<<<<

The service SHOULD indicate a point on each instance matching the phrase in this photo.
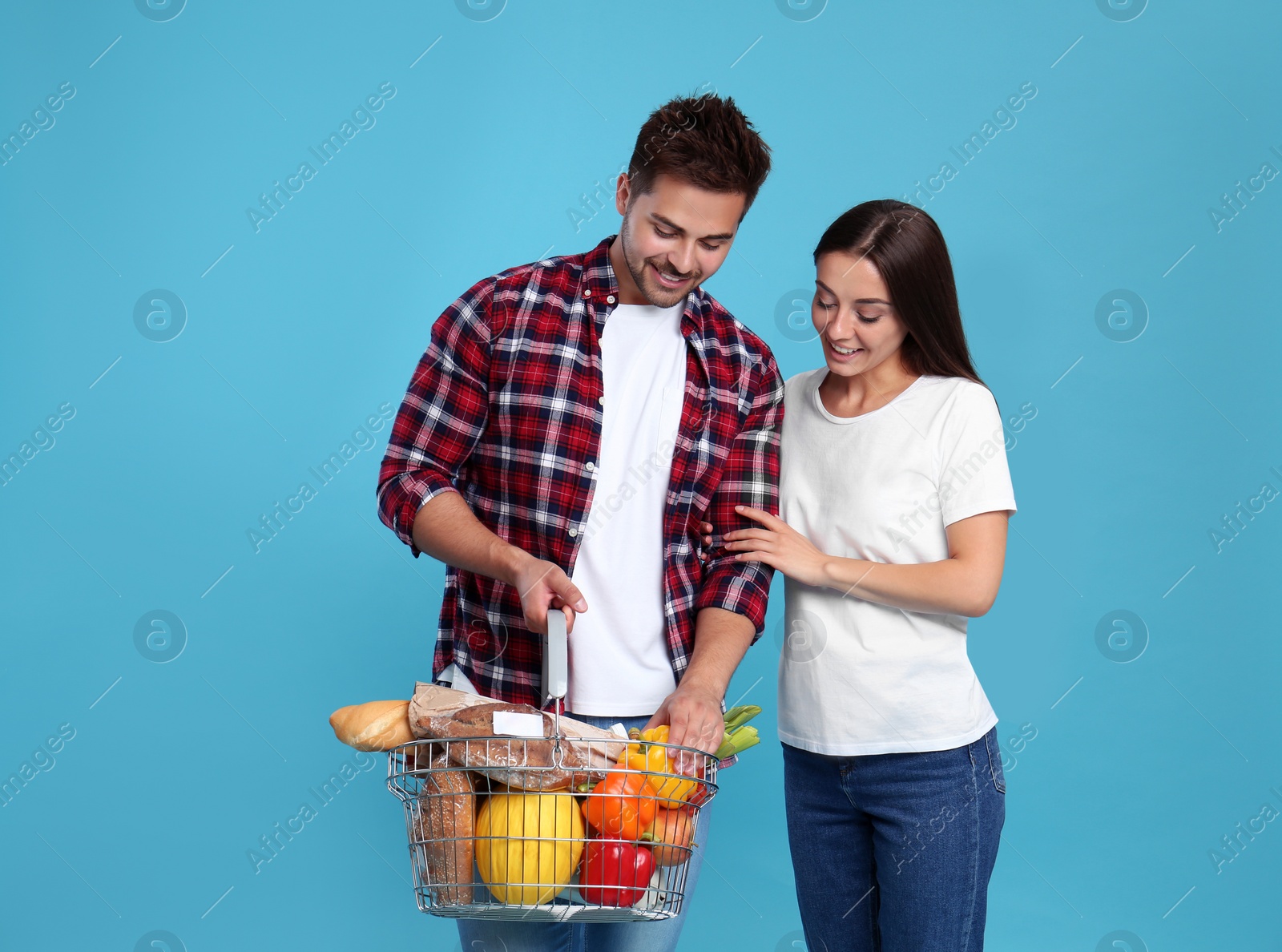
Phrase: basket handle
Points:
(555, 657)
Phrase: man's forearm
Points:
(448, 530)
(721, 640)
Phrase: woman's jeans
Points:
(895, 849)
(493, 935)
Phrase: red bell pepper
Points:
(615, 873)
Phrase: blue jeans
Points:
(895, 849)
(493, 935)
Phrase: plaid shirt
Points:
(504, 408)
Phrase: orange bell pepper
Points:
(621, 806)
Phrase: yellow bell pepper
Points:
(653, 759)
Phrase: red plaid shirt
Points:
(504, 408)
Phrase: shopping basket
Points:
(590, 841)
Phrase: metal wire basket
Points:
(599, 843)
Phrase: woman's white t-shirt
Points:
(856, 676)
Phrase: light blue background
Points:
(298, 333)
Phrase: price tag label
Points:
(516, 724)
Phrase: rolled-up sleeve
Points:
(750, 478)
(442, 414)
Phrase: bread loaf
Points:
(377, 725)
(444, 826)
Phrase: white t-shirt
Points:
(856, 676)
(619, 651)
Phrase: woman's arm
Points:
(966, 583)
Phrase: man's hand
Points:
(695, 720)
(544, 585)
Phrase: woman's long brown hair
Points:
(907, 248)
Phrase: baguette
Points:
(377, 725)
(444, 826)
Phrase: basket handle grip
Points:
(555, 657)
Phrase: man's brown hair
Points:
(704, 141)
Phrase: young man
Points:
(570, 425)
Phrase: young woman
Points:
(894, 501)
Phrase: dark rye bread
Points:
(445, 824)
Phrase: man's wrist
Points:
(510, 561)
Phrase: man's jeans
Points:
(895, 849)
(490, 935)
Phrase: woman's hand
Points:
(777, 544)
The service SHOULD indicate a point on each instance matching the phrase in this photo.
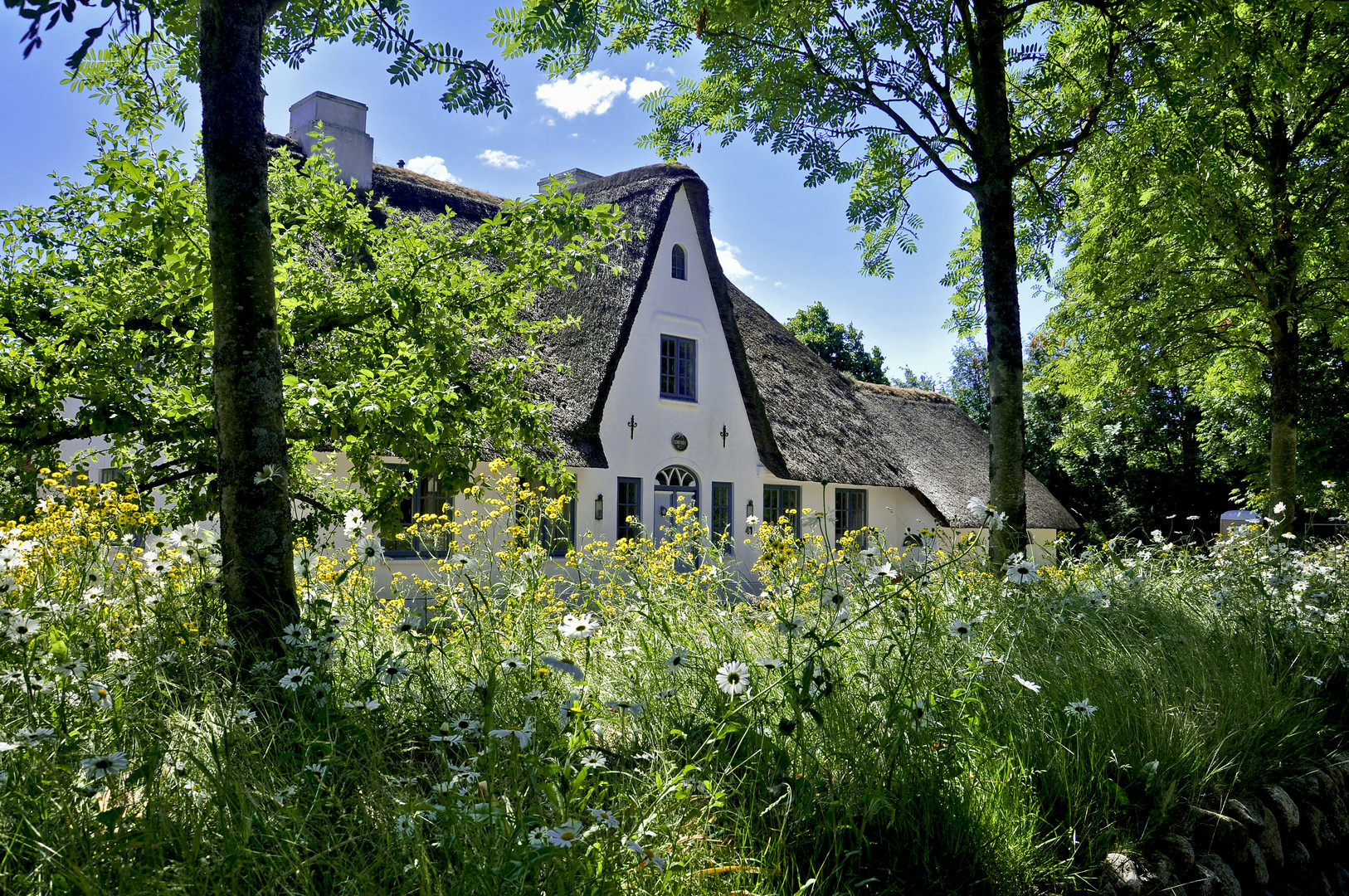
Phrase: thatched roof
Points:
(810, 421)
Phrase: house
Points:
(679, 386)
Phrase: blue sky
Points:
(782, 243)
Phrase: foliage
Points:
(400, 335)
(508, 725)
(840, 344)
(1211, 228)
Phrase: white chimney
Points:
(344, 120)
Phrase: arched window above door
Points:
(676, 476)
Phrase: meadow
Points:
(866, 718)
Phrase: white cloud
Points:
(641, 88)
(586, 94)
(497, 158)
(730, 265)
(432, 166)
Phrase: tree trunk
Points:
(258, 577)
(997, 234)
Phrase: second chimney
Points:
(344, 120)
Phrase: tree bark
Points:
(997, 234)
(258, 577)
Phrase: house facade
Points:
(679, 386)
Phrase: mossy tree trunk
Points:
(997, 227)
(258, 577)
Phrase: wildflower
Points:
(562, 665)
(71, 668)
(99, 695)
(646, 855)
(1021, 571)
(524, 733)
(23, 629)
(1081, 710)
(353, 523)
(961, 629)
(566, 834)
(97, 767)
(577, 626)
(295, 678)
(392, 674)
(465, 723)
(270, 473)
(733, 678)
(605, 816)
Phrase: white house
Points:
(680, 385)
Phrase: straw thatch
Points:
(810, 421)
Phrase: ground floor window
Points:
(629, 508)
(722, 501)
(849, 510)
(426, 495)
(779, 501)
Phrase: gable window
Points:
(722, 502)
(849, 510)
(679, 368)
(426, 495)
(782, 499)
(629, 506)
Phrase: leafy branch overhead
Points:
(414, 338)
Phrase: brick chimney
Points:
(344, 120)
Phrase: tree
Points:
(1211, 234)
(840, 344)
(226, 46)
(976, 90)
(412, 336)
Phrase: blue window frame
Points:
(779, 501)
(679, 368)
(629, 506)
(849, 510)
(723, 498)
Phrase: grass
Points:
(894, 749)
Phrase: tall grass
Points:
(904, 728)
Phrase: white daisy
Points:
(97, 767)
(733, 678)
(295, 678)
(566, 834)
(605, 816)
(577, 626)
(1081, 710)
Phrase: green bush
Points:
(633, 719)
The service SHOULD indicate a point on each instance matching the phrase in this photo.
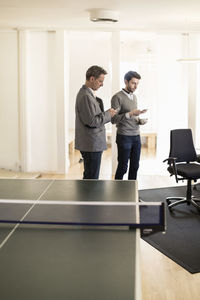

>>>>

** Given problem **
Copy out every line of the rows above word for word, leaving the pictures out.

** Expected answer **
The service SHOULD indicate a point on each instance matching the phrase in this photo.
Phrase: basket handle
Points:
(555, 657)
Phrase: man's forearm
Points:
(448, 530)
(721, 640)
Phrase: woman's jeans
Points:
(895, 849)
(493, 935)
Phrase: red bell pepper
Points:
(615, 873)
Phrase: blue jeans
Points:
(895, 849)
(493, 935)
Phrase: plaid shirt
Points:
(504, 408)
Phrase: orange bell pepper
Points:
(621, 806)
Phrase: yellow bell pepper
Points:
(653, 759)
Phrase: red plaid shirt
Points:
(504, 408)
Phrase: shopping basket
Points:
(590, 841)
Phrase: metal wire basket
Points:
(599, 843)
Phrase: woman's white t-shirt
Points:
(856, 676)
Phrase: light blue background
Points:
(298, 333)
Phrase: price tag label
Points:
(516, 724)
Phrase: rolled-up sleeve
Points:
(750, 478)
(442, 414)
Phrase: bread loaf
Points:
(377, 725)
(444, 826)
Phrase: white t-shirt
Points:
(856, 676)
(619, 651)
Phrase: woman's arm
Points:
(966, 583)
Phrase: man's hand
Points:
(695, 720)
(544, 585)
Phrase: woman's long brown hair
Points:
(907, 248)
Phrase: baguette
Points:
(377, 725)
(444, 826)
Phrase: basket handle grip
Points:
(555, 657)
Phrase: man's brown hair
Points:
(704, 141)
Phrase: young man
Points:
(570, 425)
Phrase: young woman
Points:
(894, 501)
Phrase: dark rye bread
Points:
(445, 824)
Phrase: man's wrist
Points:
(510, 561)
Phrase: man's jeans
Points:
(895, 849)
(490, 935)
Phrase: woman's hand
Points:
(777, 544)
The service SHOULD indicate a point on each instance matching the phrase in this photo.
Phrase: thatched roof
Points:
(810, 421)
Phrase: house
Points:
(679, 386)
Phrase: blue sky
Points:
(782, 243)
Phrase: foliage
Points:
(400, 335)
(508, 725)
(840, 344)
(1211, 228)
Phrase: white chimney
Points:
(344, 120)
Phrase: arched window above door
Points:
(676, 476)
Phrase: meadow
Points:
(866, 718)
Phrase: white cloud
Points:
(641, 88)
(586, 94)
(497, 158)
(730, 265)
(432, 166)
Phrase: tree trunk
Points:
(258, 577)
(997, 234)
Phrase: second chimney
Points:
(344, 120)
Phrase: tree bark
Points:
(997, 234)
(258, 577)
Phrase: house facade
Points:
(679, 386)
Phrase: mossy tree trunk
Points:
(997, 227)
(258, 577)
Phrase: wildflower
Points:
(562, 665)
(71, 668)
(99, 695)
(646, 855)
(1021, 571)
(524, 733)
(23, 629)
(1081, 710)
(353, 523)
(961, 629)
(566, 834)
(97, 767)
(577, 626)
(295, 678)
(392, 674)
(465, 723)
(270, 473)
(733, 678)
(605, 816)
Phrase: white house
Points:
(680, 385)
Phrase: straw thatch
Points:
(810, 421)
Phrase: ground floor window
Points:
(629, 508)
(722, 501)
(849, 510)
(426, 495)
(779, 501)
Phrase: gable window
Points:
(722, 502)
(849, 510)
(679, 368)
(426, 495)
(782, 499)
(629, 506)
Phrase: leafy branch overhead
Points:
(414, 338)
Phrase: brick chimney
Points:
(344, 120)
Phrase: tree
Points:
(1211, 234)
(840, 344)
(226, 46)
(976, 90)
(412, 336)
Phrase: blue window frame
Points:
(779, 501)
(679, 368)
(629, 506)
(849, 510)
(723, 498)
Phrase: grass
Points:
(894, 749)
Phrase: tall grass
Points:
(904, 728)
Phrase: white daisy
Points:
(97, 767)
(733, 678)
(295, 678)
(566, 834)
(605, 816)
(577, 626)
(1081, 710)
Phrase: green bush
Points:
(633, 719)
The service SHOULD indicate a point on each instance matching the phrase in this photo.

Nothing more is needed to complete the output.